QUOTED PASSAGE:
◆ ◆ ◆

China's exports unexpectedly rise in July
Beijing (AFP) Aug 8, 2019 - China's exports beat expectations to rise in July while its purchases continued to shrink, official data showed Thursday, despite simmering US trade tensions.

The trade war with the United States and weakening global demand had weighed on China's manufacturing sector during the first six months of the year, with its global exports roughly flat from a year earlier.

But in July China's exports rose 3.3 percent on-year, the customs administration's figures showed, ahead of the one percent drop forecast by a Bloomberg News poll.

China's economy slowed to 6.2 percent growth in the second quarter, the slowest quarterly pace in nearly 30 years.

But it does not look to be out of the woods yet, with shrinking imports pointing to weak demand at home.

Imports fell 5.6 percent on-year in July, contracting for the third consecutive month -- though by less than the forecast 9 percent drop.

China's trade surplus fell to $45.1 billion for the month, from $51.0 billion in June.

The trade war with the US has escalated in recent weeks, with President Donald Trump vowing to add 10 percent tariffs on another $300 billion worth of Chinese imports starting on September 1, extending punitive tariffs to nearly every product.

Beijing fired back by allowing its currency, the yuan or renminbi, to weaken and by suspending purchases of American farm goods.

Exports to the US in July fell 6.5 percent on-year while imports dropped 19.1 percent, bringing China's surplus with the US down slightly from June to $28 billion in July.

"Exports still look set to remain subdued in the coming quarters as any prop from a weaker renminbi should be overshadowed by further US tariffs and broader external weakness," said Julian Evans-Pritchard of Capital Economics.

"August exports may benefit from some front-loading before the new tariffs go into effect on September 1st, this bump will probably be smaller than it was ahead of earlier rounds of tariffs as US port storage facilities have little spare capacity," he said in a note.

◆ ◆ ◆

LISTING:
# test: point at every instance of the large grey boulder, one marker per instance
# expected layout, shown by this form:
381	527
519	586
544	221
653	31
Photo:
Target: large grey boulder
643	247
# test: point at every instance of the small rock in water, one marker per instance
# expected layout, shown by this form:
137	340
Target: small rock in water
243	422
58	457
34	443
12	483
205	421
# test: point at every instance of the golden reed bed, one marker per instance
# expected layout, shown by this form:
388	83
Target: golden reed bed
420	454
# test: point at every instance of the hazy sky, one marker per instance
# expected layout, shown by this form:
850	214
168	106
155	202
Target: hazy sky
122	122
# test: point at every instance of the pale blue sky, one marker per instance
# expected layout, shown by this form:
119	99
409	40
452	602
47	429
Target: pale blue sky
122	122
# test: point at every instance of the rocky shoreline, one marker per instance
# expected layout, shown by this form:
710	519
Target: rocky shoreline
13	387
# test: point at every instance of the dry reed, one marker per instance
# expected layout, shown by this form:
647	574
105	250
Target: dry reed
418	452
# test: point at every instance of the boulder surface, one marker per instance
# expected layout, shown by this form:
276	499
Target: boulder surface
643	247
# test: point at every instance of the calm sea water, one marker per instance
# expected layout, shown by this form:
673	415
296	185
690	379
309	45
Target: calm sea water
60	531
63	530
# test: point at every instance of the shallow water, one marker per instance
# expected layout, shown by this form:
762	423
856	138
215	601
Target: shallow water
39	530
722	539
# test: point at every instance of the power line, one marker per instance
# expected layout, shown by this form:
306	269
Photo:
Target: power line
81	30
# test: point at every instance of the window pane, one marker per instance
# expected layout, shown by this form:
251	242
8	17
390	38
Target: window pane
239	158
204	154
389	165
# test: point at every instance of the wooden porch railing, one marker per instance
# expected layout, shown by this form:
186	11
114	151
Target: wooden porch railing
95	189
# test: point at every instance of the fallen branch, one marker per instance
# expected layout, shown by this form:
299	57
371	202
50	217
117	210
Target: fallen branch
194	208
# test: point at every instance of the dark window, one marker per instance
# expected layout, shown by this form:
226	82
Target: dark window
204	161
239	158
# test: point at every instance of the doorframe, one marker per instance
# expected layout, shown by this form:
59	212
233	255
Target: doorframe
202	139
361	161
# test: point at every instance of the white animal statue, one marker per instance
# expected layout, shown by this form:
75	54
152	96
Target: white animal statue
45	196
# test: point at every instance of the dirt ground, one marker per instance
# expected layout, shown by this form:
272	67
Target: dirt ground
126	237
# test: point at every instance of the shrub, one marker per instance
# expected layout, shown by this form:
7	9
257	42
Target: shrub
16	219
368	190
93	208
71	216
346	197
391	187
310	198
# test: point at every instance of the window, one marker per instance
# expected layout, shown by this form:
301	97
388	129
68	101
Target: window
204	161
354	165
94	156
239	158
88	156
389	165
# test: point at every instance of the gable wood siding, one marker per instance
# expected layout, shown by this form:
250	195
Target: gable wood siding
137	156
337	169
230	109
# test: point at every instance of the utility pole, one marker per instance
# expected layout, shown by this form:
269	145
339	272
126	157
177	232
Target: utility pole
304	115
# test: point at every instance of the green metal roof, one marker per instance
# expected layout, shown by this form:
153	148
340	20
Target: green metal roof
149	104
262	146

◆ ◆ ◆

WHAT YOU ARE ASKED TO DO: Copy the article on China's July exports in full, word for word. These items were taken from a different source than the article on China's July exports.

COMPLETE OUTPUT:
China's exports unexpectedly rise in July
Beijing (AFP) Aug 8, 2019 - China's exports beat expectations to rise in July while its purchases continued to shrink, official data showed Thursday, despite simmering US trade tensions.

The trade war with the United States and weakening global demand had weighed on China's manufacturing sector during the first six months of the year, with its global exports roughly flat from a year earlier.

But in July China's exports rose 3.3 percent on-year, the customs administration's figures showed, ahead of the one percent drop forecast by a Bloomberg News poll.

China's economy slowed to 6.2 percent growth in the second quarter, the slowest quarterly pace in nearly 30 years.

But it does not look to be out of the woods yet, with shrinking imports pointing to weak demand at home.

Imports fell 5.6 percent on-year in July, contracting for the third consecutive month -- though by less than the forecast 9 percent drop.

China's trade surplus fell to $45.1 billion for the month, from $51.0 billion in June.

The trade war with the US has escalated in recent weeks, with President Donald Trump vowing to add 10 percent tariffs on another $300 billion worth of Chinese imports starting on September 1, extending punitive tariffs to nearly every product.

Beijing fired back by allowing its currency, the yuan or renminbi, to weaken and by suspending purchases of American farm goods.

Exports to the US in July fell 6.5 percent on-year while imports dropped 19.1 percent, bringing China's surplus with the US down slightly from June to $28 billion in July.

"Exports still look set to remain subdued in the coming quarters as any prop from a weaker renminbi should be overshadowed by further US tariffs and broader external weakness," said Julian Evans-Pritchard of Capital Economics.

"August exports may benefit from some front-loading before the new tariffs go into effect on September 1st, this bump will probably be smaller than it was ahead of earlier rounds of tariffs as US port storage facilities have little spare capacity," he said in a note.